What you should do - An exact reprint of the whole listing is what the answer must contain.
------ Provided data ------
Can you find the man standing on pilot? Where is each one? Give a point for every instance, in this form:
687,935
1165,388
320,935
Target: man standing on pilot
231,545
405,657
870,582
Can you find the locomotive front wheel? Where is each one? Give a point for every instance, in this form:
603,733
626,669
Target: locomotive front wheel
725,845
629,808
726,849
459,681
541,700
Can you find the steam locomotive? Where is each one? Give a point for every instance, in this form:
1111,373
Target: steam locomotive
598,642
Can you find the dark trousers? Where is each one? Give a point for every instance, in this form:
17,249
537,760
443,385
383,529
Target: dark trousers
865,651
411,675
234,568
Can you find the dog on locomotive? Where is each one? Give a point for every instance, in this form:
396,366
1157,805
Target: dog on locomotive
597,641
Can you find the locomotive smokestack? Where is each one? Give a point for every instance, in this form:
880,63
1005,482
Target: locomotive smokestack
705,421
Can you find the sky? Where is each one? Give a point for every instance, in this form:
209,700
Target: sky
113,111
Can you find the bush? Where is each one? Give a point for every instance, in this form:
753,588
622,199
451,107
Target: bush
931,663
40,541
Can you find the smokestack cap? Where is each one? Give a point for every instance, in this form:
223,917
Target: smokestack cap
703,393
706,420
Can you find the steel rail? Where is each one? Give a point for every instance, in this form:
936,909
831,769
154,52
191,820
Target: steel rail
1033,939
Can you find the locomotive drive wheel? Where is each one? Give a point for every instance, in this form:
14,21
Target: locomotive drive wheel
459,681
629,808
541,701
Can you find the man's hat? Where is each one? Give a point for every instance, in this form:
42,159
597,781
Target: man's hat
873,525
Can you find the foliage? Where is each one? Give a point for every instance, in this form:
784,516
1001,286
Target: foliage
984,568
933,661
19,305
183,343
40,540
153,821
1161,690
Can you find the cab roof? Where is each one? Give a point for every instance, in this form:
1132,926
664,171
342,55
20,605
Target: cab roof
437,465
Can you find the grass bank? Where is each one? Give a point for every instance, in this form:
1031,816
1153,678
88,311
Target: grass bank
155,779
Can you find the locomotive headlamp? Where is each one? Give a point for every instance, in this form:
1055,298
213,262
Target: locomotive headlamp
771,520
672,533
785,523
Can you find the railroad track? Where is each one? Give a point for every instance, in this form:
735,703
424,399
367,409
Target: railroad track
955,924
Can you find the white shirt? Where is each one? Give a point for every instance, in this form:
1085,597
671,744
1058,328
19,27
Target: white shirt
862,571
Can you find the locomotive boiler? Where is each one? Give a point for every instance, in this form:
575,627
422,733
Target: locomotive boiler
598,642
------
Completed task -
Can you find the man standing on pilot? Where is each one? Give a point for every instance, in this form:
687,935
1165,388
320,935
Target: man standing on pilot
231,545
405,657
870,582
Can you find the locomotive front wheel? Where is each one? Give a point for every instance, in this form:
603,733
626,669
Target: locomotive front wheel
725,845
629,808
726,849
459,681
541,700
Can you find the steam locomotive? Where is each one? Give a point for every instance, in this form:
1111,373
Target: steam locomotive
598,642
Can you find the dark trousers? Where is each one? Give a point for every instance, in this form:
17,249
537,760
443,385
383,529
Target: dark trousers
865,651
411,675
234,568
Can you find the dog on locomotive? Where is each one? Give a point for every instance, in this form:
396,366
1157,805
Target: dog on locomotive
597,641
Can you find the locomotive smokestack? Where is each one? Give a point for every instance, in this form:
880,63
1005,482
Target: locomotive smokestack
705,421
Can you find the sky? Where is each one? Give a point for every instance, in this form:
209,700
Target: sky
113,111
Can you find the bush? Where is each one? Give a point for every instance, in this form:
753,588
622,199
451,107
Target: bush
931,663
40,541
Can you find the smokestack cap? Where is each one? Give a point for every instance, in this form:
223,917
Target: smokestack cap
703,393
706,420
Can you find the steel rail? Where is each one? Give a point for every instance, in this form:
936,909
831,769
154,52
191,820
Target: steel rail
1033,939
Can you find the locomotive drive wheel? Where is each one? Give a point for every instance, in this form:
14,21
Target: locomotive drive wheel
459,681
629,808
541,701
Can you find the man's hat? Where is each one? Give a point for every instance, in this form:
42,159
597,781
Target: man's hat
873,525
Can you find the foliage? Where is each one? Give a point for every instance, in this form:
784,516
1001,286
Target: foliage
984,568
933,661
19,305
183,343
40,540
153,821
1161,690
Can you find the cab roof? Where is each one? Give a point for every instance, in this form:
1132,926
664,171
342,55
20,605
Target: cab roof
437,465
Can you find the grass bank? Where is each one? Give a point for every instance, in this form:
1031,816
1153,678
88,311
Target: grass bank
155,779
Can you find the locomotive headlamp? Where is each one? Give a point for every instance, in this form:
1055,298
213,262
Target: locomotive headlamp
771,520
672,533
785,523
Can you find the railroad track? Where is each one? Give a point for every instance, in this form:
735,703
424,399
367,409
Target: railroad track
955,924
Can you find the white shirt? Where is each one? Give a point for every instance, in this form:
1085,597
671,744
1058,328
19,27
Target: white shirt
862,571
Can you find the locomotive boiler? Where is each one? Give a point for every instance, in this form:
575,627
422,733
Target: locomotive boiler
598,642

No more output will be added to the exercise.